— BEGIN TEXT SECTION —

Tuesday, October 27, 2009

Anatomy Of A Post Office Visit


10:13 a.m.: arrive at 'better' neighborhood post office; note circuitous Soviet-style breadline snaking out of main lobby and into parking lot

10:14 a.m.: issue knowing, half-smile to woman immediately ahead; pray she doesn't want to talk; prepare self to convincingly say 'Sorry, my English ist ganz schlecht' in best German accent

10:18 a.m.: check watch; curse post office

10:22 a.m.: inhale deeply; resist urge to vomit from smell of Ax Body Spray suddenly filling room

10:25 a.m.: re-check tape-job, return address labels, customs forms, and delivery confirmation tags; quickly make edits before someone sees pen and/or tape

10:26 a.m.: begin uncontrollably tapping foot; accidentally walk into woman ahead while dreaming up Halloween costumes for dog

10:27 a.m.: spy teller windows for first time; note that 4 of 6 windows unmanned; curse post office; remind self that privatization of social services runs counters to ideals

10:28 a.m.: observe as man with blue tooth ear clip approaches window, flips envelope at teller and smugly proclaims, "I don't need insurance. Just make sure it gets there"; roll eyes at no one in particular

10:33 a.m.: curse self for not investing in USPS scale with postage printer thing yet

10:35 a.m.: consider alternate transportation options in the event that hastily-locked bike has been stolen

10:38 a.m.: icily stare at woman with untaped, unaddressed priority mail box; bet self $20 she needs it overnighted to an APO in Tehran

10:42 a.m.: win bet, lose shit

10:45 a.m.: finally approach window; request that largest package be shipped parcel; explain to teller what 'parcel' is; condescendingly explain why contents cannot 'just be put into a medium flat rate box'

10:49 a.m.: quickly ascend from 9th circle of hell; repress experience; repeat in three days' time


Karen/Small Earth Vintage said...

— END TEXT SECTION —
— BEGIN RECORDS SHOWN —

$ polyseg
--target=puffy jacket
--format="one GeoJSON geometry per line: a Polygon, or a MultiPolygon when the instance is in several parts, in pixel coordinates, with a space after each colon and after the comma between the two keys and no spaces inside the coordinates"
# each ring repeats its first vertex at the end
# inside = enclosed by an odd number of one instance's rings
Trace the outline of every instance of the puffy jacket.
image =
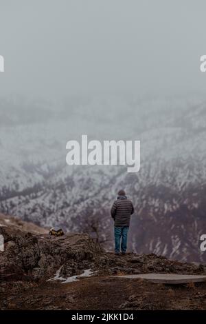
{"type": "Polygon", "coordinates": [[[129,226],[130,215],[134,212],[131,201],[126,196],[119,196],[111,210],[111,215],[115,221],[114,225],[117,227],[129,226]]]}

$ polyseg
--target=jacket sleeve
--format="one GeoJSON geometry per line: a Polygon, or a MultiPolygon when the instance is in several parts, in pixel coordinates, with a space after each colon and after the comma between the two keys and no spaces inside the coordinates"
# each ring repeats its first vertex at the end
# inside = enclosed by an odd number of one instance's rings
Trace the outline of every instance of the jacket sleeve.
{"type": "Polygon", "coordinates": [[[117,204],[116,204],[116,202],[115,201],[111,209],[111,216],[112,216],[113,219],[115,219],[116,210],[117,210],[117,204]]]}
{"type": "Polygon", "coordinates": [[[132,215],[133,214],[134,214],[134,212],[135,212],[135,210],[134,210],[134,206],[133,206],[133,203],[132,203],[132,211],[131,211],[131,215],[132,215]]]}

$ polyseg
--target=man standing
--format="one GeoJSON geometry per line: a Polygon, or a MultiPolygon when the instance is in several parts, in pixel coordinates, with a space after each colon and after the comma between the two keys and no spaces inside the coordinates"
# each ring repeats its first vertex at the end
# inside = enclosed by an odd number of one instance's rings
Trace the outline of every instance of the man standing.
{"type": "Polygon", "coordinates": [[[127,233],[130,225],[130,215],[134,212],[131,201],[127,199],[124,190],[119,190],[117,200],[113,204],[111,215],[115,221],[115,254],[119,255],[120,241],[122,254],[126,250],[127,233]]]}

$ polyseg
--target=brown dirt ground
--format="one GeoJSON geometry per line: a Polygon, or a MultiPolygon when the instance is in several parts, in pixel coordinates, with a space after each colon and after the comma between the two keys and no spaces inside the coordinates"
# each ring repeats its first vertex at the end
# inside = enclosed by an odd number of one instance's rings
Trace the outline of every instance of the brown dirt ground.
{"type": "Polygon", "coordinates": [[[102,276],[1,287],[1,310],[206,310],[206,283],[167,285],[102,276]]]}

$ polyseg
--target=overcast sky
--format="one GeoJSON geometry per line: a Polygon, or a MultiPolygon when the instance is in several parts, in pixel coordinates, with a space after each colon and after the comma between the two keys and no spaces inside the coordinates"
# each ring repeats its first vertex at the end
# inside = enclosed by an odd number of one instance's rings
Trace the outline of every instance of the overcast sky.
{"type": "Polygon", "coordinates": [[[0,95],[203,91],[205,0],[0,0],[0,95]]]}

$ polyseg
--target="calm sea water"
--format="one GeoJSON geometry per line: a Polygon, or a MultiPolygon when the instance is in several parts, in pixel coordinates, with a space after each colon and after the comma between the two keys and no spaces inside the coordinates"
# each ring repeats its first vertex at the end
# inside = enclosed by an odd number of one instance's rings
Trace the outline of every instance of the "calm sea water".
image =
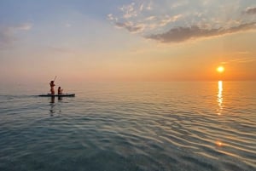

— END RECORDS SHOWN —

SET EXERCISE A.
Answer these questions using the post office timeline:
(i) At what time does the writer arrive at the post office?
(ii) How many of the 6 teller windows are unmanned?
(iii) How much money does the writer bet on the woman with the priority mail box?
SET EXERCISE B.
Reproduce the post office timeline from "10:45 a.m.: finally" to "Earth Vintage said...".

WORKED ANSWER A.
(i) 10:13 a.m.
(ii) 4
(iii) $20

WORKED ANSWER B.
10:45 a.m.: finally approach window; request that largest package be shipped parcel; explain to teller what 'parcel' is; condescendingly explain why contents cannot 'just be put into a medium flat rate box'

10:49 a.m.: quickly ascend from 9th circle of hell; repress experience; repeat in three days' time


Karen/Small Earth Vintage said...